▶ _INSTRUCTIONS TO FOLLOW_: All of these records need to be duplicated exactly.

Referring expression grounding data
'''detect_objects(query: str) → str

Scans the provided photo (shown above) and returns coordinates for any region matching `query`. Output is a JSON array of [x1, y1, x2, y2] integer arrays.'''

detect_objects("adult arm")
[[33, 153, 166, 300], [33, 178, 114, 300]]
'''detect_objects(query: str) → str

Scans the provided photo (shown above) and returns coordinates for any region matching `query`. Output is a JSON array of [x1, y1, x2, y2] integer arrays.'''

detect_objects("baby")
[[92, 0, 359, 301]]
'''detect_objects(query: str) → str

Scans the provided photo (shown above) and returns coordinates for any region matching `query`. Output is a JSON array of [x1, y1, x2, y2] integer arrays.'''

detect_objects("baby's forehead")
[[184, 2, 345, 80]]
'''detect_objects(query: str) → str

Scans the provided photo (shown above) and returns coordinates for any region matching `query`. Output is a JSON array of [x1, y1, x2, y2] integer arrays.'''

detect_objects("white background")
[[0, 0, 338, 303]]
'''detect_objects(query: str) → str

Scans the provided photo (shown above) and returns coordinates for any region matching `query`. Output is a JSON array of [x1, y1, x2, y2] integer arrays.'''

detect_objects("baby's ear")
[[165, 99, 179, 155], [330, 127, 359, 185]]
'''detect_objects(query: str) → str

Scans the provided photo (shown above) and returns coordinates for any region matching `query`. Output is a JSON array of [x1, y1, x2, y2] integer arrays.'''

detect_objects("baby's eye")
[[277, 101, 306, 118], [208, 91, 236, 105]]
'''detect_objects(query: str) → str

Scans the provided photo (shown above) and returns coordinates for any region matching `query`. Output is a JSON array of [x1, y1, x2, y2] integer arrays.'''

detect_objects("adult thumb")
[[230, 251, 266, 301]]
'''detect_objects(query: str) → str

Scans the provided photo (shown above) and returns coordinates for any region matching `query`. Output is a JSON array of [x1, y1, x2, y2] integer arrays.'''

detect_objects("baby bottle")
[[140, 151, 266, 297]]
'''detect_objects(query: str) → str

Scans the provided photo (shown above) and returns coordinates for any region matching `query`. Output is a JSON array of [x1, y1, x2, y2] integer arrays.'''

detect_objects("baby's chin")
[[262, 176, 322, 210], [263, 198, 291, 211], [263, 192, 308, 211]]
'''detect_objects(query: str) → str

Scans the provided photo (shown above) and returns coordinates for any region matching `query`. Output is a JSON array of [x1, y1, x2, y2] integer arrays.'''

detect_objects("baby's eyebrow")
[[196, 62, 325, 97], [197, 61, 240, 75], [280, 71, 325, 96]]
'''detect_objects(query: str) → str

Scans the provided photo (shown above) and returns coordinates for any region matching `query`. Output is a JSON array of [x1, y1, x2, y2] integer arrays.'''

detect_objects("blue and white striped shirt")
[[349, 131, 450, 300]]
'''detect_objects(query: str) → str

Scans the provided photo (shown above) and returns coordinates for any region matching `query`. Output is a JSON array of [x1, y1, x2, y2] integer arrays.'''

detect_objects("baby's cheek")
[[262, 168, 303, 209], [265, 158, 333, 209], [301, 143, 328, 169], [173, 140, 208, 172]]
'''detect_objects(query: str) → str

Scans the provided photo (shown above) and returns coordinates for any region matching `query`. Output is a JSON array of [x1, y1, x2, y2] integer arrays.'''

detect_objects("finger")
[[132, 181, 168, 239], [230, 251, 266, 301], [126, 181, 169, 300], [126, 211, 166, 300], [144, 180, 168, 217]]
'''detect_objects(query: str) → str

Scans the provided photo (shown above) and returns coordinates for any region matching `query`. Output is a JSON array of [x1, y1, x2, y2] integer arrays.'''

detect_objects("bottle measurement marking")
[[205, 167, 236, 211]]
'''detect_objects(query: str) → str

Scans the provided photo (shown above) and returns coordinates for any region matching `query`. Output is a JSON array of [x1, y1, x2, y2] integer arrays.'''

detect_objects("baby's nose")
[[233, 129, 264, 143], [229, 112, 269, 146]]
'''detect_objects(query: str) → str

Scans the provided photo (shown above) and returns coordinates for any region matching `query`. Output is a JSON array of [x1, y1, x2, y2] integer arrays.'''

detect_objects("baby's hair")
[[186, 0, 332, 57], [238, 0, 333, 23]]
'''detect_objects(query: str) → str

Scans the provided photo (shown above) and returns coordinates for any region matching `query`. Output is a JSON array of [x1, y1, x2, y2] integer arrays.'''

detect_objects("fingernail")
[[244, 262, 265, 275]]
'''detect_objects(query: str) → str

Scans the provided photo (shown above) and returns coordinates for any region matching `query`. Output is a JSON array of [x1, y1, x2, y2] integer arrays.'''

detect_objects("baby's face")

▶ _RESPONSE FOR THIS EXERCISE_:
'''detect_objects(query: str) → str

Scans the provided photo (shown above) and returns coordinates for any region matching `query`. Output is a JSON array of [x1, y1, x2, y2] integer arrays.'''

detect_objects("adult arm")
[[33, 153, 166, 300], [33, 178, 114, 300]]
'''detect_objects(query: str) → str

Scans the provided photo (shown above) and returns coordinates for any region matching `query`. Output is a JSON array of [x1, y1, x2, y2] integer arrays.'''

detect_objects("baby")
[[92, 0, 359, 301]]
'''detect_objects(query: str) → str

Scans the provided photo (shown above) and returns coordinates for any region matching `query`. Output is a JSON array of [x1, y1, x2, y2] integer arrays.'''

detect_objects("baby's forehead")
[[184, 2, 345, 80]]
'''detect_objects(query: str) → str

Scans the provided photo (shown above) and returns coordinates for any region matching `query`. Output is a JSON array of [x1, y1, x2, y2] integer arrays.'''

detect_objects("white background")
[[0, 0, 338, 303]]
'''detect_objects(query: str) → str

Scans the provided photo (shown above) and returns coordinates for any region matching `query`. Output is a JSON array of [x1, y1, x2, y2] integer arrays.'''

detect_objects("baby's ear")
[[165, 99, 179, 155], [330, 127, 359, 185]]
'''detect_objects(query: str) → str

Scans the provided photo (shown above) and returns coordinates for any region matching `query`. Output is a JSON array of [x1, y1, x2, y2] integer arrays.'''

detect_objects("baby's eye")
[[277, 101, 306, 118], [208, 91, 236, 105]]
'''detect_objects(query: str) → str

Scans the provided photo (shown above) and returns coordinates for any region matching `query`. Output is a JSON array of [x1, y1, x2, y2] integer arrays.'''

detect_objects("adult thumb")
[[230, 251, 266, 301]]
'''detect_objects(query: str) → str

Scans the provided photo (shown above) and returns coordinates for any region matching `query`. Output is a JSON array of [x1, y1, x2, y2] integer arrays.'''

detect_objects("baby bottle")
[[140, 151, 266, 297]]
'''detect_objects(query: str) → str

Scans the provided photo (shown above) and returns coordinates for any region matching `query`. Output is a JSON array of [x1, y1, x2, y2] integer arrays.'''

detect_objects("baby's chin")
[[262, 176, 322, 210], [263, 198, 291, 211], [263, 192, 308, 211]]
'''detect_objects(query: str) → str

Scans the provided photo (shown above) and returns coordinates for any region matching `query`. Output is a JSON array of [x1, y1, x2, y2] integer arrays.'''

detect_objects("baby's eyebrow")
[[196, 62, 325, 97], [197, 61, 240, 75], [280, 71, 325, 96]]
'''detect_objects(query: str) → str

Scans the provided photo (shown above) and returns coordinates for any region matching `query`. Output is a JSON array of [x1, y1, x2, y2] integer arrays.'''

detect_objects("blue and white striped shirt")
[[349, 131, 450, 300]]
'''detect_objects(query: str) → str

Scans the provided photo (shown above) and returns coordinates for any region matching `query`. Output is a JSON array of [x1, y1, x2, y2] integer arrays.'''

detect_objects("baby's cheek")
[[262, 168, 303, 209], [265, 158, 333, 209], [301, 143, 328, 169], [173, 140, 208, 172]]
'''detect_objects(query: str) → str

Scans the provided photo (shown above) and returns coordinates for any region matching `query`. Output is a JSON array of [x1, y1, x2, y2] integer arrays.'''

detect_objects("finger")
[[132, 181, 168, 239], [230, 251, 266, 301], [126, 181, 169, 300], [126, 211, 166, 300], [144, 180, 168, 217]]
'''detect_objects(query: str) → str

Scans the provided photo (shown above) and returns coordinates for any region matching `query`. Output is a JSON array of [x1, y1, x2, y2] integer arrays.'''

detect_objects("bottle measurement marking")
[[205, 167, 236, 211]]
'''detect_objects(query: str) → str

Scans the provided photo (shown above) and returns coordinates for any region matching `query`. Output is a JSON array of [x1, y1, x2, y2] integer arrays.'''

detect_objects("baby's nose")
[[233, 129, 264, 143], [229, 112, 269, 146]]
'''detect_objects(query: str) → str

Scans the provided photo (shown above) and returns coordinates for any region matching `query`. Output is a JSON array of [x1, y1, x2, y2] integer arrays.'''

detect_objects("baby's hair")
[[186, 0, 332, 57], [238, 0, 333, 23]]
'''detect_objects(query: str) → str

Scans the provided photo (shown above) and returns coordinates for any region matching `query`. Output is a JSON array of [x1, y1, x2, y2] integer arrays.'''

detect_objects("fingernail")
[[244, 262, 265, 275]]
'''detect_objects(query: str) → str

Scans the provided photo (shown above) and returns coordinates for any region matching `query`. Output is a JSON array of [x1, y1, x2, y2] integer arrays.'''

detect_objects("baby's face")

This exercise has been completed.